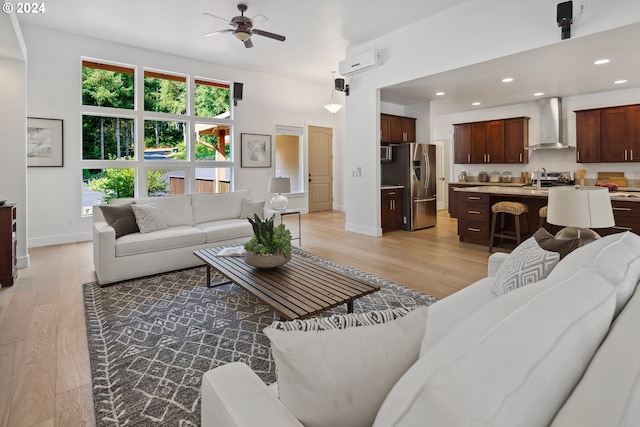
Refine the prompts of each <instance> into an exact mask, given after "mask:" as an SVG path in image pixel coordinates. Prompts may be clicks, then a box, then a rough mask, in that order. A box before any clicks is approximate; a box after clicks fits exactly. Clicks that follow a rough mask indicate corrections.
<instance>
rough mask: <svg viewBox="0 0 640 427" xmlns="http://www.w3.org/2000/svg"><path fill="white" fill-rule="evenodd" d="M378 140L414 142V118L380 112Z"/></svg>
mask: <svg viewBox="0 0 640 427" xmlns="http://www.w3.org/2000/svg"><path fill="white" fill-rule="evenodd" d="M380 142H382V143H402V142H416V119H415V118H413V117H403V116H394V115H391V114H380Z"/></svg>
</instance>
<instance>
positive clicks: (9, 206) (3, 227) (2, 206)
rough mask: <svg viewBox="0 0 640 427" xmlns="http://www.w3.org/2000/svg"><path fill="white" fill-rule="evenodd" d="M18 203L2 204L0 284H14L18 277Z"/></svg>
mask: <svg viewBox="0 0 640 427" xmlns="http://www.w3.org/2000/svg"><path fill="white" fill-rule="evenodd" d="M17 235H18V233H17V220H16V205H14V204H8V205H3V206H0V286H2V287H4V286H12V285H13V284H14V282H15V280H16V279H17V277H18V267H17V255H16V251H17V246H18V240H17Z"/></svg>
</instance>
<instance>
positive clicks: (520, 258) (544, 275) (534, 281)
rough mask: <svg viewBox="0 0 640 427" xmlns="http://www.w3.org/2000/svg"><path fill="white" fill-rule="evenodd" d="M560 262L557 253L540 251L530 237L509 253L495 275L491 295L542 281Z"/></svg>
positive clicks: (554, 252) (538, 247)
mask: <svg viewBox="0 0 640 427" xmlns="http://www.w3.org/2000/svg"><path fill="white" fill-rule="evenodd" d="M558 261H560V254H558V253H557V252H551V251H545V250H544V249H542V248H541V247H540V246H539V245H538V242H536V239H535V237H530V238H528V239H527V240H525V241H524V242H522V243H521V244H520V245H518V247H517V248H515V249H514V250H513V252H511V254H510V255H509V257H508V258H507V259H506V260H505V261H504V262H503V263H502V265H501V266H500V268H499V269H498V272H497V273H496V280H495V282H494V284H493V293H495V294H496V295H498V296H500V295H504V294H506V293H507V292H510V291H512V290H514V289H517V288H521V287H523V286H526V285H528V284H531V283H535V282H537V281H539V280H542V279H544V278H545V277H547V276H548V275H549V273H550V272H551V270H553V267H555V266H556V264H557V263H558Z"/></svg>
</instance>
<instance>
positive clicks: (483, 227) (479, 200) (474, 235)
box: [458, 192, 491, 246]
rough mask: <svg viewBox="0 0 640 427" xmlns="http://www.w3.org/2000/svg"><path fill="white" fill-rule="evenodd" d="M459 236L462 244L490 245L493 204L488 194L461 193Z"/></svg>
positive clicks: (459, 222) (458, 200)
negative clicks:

# Work order
With pictures excluded, output the listing above exactly as it stands.

# Answer section
Refine the prompts of each <instance> into an exact mask, given after "mask:" as an SVG path in image pixel coordinates. Prompts may be clicks, then a box, then a rough mask, in that order. A box before any clicks is approximate; a box after clicks fits exactly. Clicks that follow a rough mask indicate corrections.
<instance>
rough mask: <svg viewBox="0 0 640 427" xmlns="http://www.w3.org/2000/svg"><path fill="white" fill-rule="evenodd" d="M378 140L414 142V118L380 112Z"/></svg>
mask: <svg viewBox="0 0 640 427" xmlns="http://www.w3.org/2000/svg"><path fill="white" fill-rule="evenodd" d="M380 142H382V143H402V142H416V119H415V118H413V117H403V116H394V115H391V114H380Z"/></svg>
</instance>
<instance>
positive clicks: (9, 206) (3, 227) (2, 206)
rough mask: <svg viewBox="0 0 640 427" xmlns="http://www.w3.org/2000/svg"><path fill="white" fill-rule="evenodd" d="M18 203L2 204L0 284H14L18 277Z"/></svg>
mask: <svg viewBox="0 0 640 427" xmlns="http://www.w3.org/2000/svg"><path fill="white" fill-rule="evenodd" d="M17 235H18V233H17V220H16V205H14V204H8V205H3V206H0V286H2V287H4V286H12V285H13V284H14V282H15V280H16V279H17V277H18V267H17V255H16V251H17V246H18V240H17Z"/></svg>
</instance>
<instance>
positive clicks: (520, 258) (544, 275) (534, 281)
rough mask: <svg viewBox="0 0 640 427" xmlns="http://www.w3.org/2000/svg"><path fill="white" fill-rule="evenodd" d="M560 262L557 253L540 251L530 237L509 253L495 275L491 295L542 281Z"/></svg>
positive clicks: (554, 252) (538, 247)
mask: <svg viewBox="0 0 640 427" xmlns="http://www.w3.org/2000/svg"><path fill="white" fill-rule="evenodd" d="M558 261H560V254H558V253H557V252H551V251H545V250H544V249H542V248H541V247H540V246H539V245H538V242H536V239H535V237H530V238H528V239H527V240H525V241H524V242H522V243H521V244H520V245H518V247H517V248H515V249H514V250H513V252H511V254H510V255H509V257H508V258H507V259H506V260H505V261H504V262H503V263H502V265H501V266H500V268H499V269H498V272H497V273H496V280H495V282H494V284H493V293H495V294H496V295H498V296H500V295H504V294H506V293H507V292H510V291H512V290H514V289H517V288H521V287H523V286H526V285H528V284H531V283H535V282H537V281H539V280H542V279H544V278H545V277H547V276H548V275H549V273H550V272H551V270H553V267H555V266H556V264H557V263H558Z"/></svg>
</instance>
<instance>
positive clicks: (483, 227) (479, 200) (474, 235)
box: [458, 192, 491, 246]
rough mask: <svg viewBox="0 0 640 427" xmlns="http://www.w3.org/2000/svg"><path fill="white" fill-rule="evenodd" d="M459 236L462 244L490 245L493 204L488 194L461 193Z"/></svg>
positive clicks: (459, 222) (458, 200)
negative clicks:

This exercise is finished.